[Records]
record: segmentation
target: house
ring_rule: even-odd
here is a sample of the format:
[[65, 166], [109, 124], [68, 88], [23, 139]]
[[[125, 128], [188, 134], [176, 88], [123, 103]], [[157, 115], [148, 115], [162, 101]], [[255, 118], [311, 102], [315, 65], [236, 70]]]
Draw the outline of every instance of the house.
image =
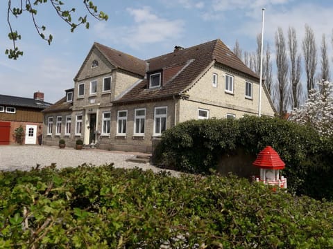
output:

...

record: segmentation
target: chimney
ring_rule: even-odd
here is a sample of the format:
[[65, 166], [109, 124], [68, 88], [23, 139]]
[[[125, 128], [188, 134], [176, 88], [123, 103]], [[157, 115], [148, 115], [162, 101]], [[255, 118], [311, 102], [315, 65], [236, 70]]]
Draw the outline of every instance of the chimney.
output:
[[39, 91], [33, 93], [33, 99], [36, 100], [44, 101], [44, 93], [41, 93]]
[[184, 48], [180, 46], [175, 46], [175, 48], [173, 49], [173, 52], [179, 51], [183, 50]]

SHORT TASK: Find each line in the records above that contains the string "chimney" and copy those lines.

TASK OUTPUT:
target: chimney
Draw the outline of every instance of the chimney.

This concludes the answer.